What the exercise asks » Nothing outside the range below should be printed. Output exactly the lines from the line with "of the orange" to the line with "the red headscarf", both included.

Stored data:

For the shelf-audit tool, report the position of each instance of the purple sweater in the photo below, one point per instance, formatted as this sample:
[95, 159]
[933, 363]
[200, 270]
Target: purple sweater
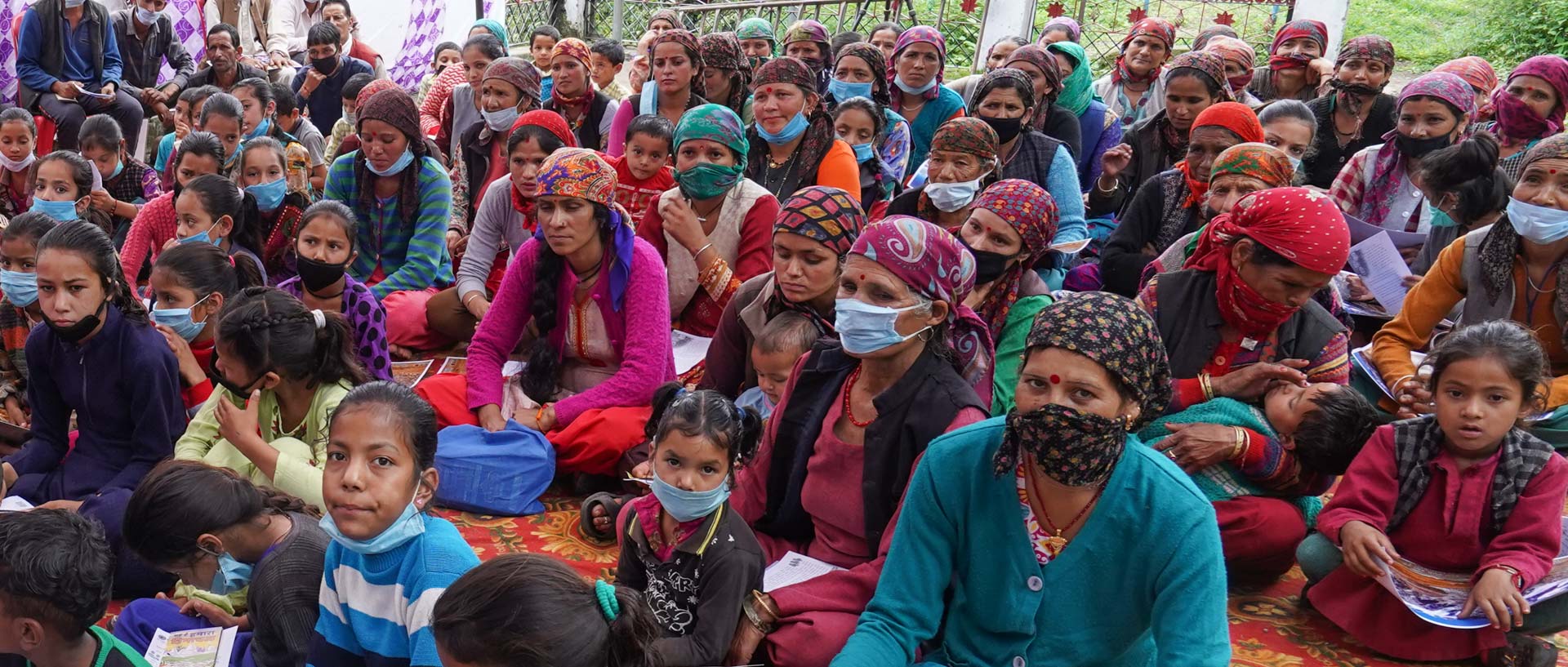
[647, 359]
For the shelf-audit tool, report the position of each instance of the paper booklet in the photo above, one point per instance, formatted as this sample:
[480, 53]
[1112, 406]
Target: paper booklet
[204, 647]
[794, 569]
[1437, 597]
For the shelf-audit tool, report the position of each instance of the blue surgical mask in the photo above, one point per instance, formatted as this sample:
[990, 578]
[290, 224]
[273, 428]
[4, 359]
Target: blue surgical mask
[180, 320]
[229, 576]
[203, 237]
[797, 126]
[397, 168]
[269, 196]
[20, 287]
[915, 91]
[261, 129]
[684, 505]
[405, 528]
[502, 119]
[63, 211]
[1537, 225]
[952, 196]
[845, 90]
[864, 327]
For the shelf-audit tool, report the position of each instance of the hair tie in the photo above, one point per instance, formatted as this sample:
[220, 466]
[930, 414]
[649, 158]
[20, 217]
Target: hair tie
[608, 603]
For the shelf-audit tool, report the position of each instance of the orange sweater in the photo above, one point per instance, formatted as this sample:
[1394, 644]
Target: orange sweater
[1437, 295]
[840, 170]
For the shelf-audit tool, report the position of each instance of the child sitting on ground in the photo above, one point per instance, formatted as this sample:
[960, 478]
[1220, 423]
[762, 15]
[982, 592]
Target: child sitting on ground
[56, 586]
[1324, 425]
[530, 609]
[644, 172]
[692, 556]
[388, 559]
[1465, 489]
[773, 354]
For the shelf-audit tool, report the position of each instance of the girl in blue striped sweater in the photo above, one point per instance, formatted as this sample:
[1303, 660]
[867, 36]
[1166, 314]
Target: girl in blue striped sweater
[388, 563]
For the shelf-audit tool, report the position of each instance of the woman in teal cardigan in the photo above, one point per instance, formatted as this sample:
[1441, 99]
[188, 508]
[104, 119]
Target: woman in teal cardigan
[1123, 564]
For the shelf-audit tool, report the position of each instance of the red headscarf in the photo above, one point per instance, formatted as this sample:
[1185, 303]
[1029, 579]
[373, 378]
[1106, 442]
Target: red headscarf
[1300, 225]
[557, 126]
[1233, 116]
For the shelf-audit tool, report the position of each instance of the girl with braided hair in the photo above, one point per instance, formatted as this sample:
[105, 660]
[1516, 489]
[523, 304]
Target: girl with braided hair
[283, 370]
[96, 358]
[212, 527]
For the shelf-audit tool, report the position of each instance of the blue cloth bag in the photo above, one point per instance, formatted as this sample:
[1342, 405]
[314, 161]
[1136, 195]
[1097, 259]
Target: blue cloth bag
[501, 474]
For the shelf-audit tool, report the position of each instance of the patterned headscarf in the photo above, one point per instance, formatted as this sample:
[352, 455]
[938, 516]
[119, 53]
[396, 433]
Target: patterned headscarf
[1048, 64]
[966, 135]
[1152, 27]
[557, 126]
[1078, 88]
[724, 51]
[1063, 22]
[1237, 51]
[875, 61]
[1206, 35]
[1233, 116]
[1302, 29]
[1117, 334]
[940, 268]
[715, 122]
[1387, 184]
[668, 15]
[1032, 213]
[756, 29]
[491, 25]
[918, 35]
[521, 76]
[1520, 122]
[1209, 64]
[1254, 160]
[828, 216]
[584, 174]
[1300, 225]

Answer space »
For the shelf-audit tool, report the position of each instance of the orange sweater in the photo above, one point per instance, formatted as this sample:
[1394, 644]
Target: orange sweater
[1437, 295]
[840, 170]
For the shelf-audit tool, report the position of each instance of the child sitting on ground in the photo above, one point per instance, formatted as this sample:
[960, 478]
[1220, 423]
[762, 15]
[982, 592]
Target: child sitting on ground
[56, 586]
[1324, 425]
[530, 609]
[644, 172]
[692, 556]
[388, 559]
[1465, 489]
[773, 354]
For the shelf-audit tool, report the position of each instance of the girl in blue striped sweater in the photo above, one point per instance, formatted as this sample:
[1303, 660]
[867, 36]
[1166, 314]
Target: girl in blue striped sweater
[388, 563]
For the shelf-audit tool, report the position of each instance of the woman in teal cardigan in the photo above, one point per instance, formatted as this sample:
[1441, 99]
[188, 508]
[104, 119]
Target: woman in teal cardigan
[1123, 564]
For the shelf-audit tool, report the position of each instance of the red headscarf in the photo above, one point per instance, formatted as this sample:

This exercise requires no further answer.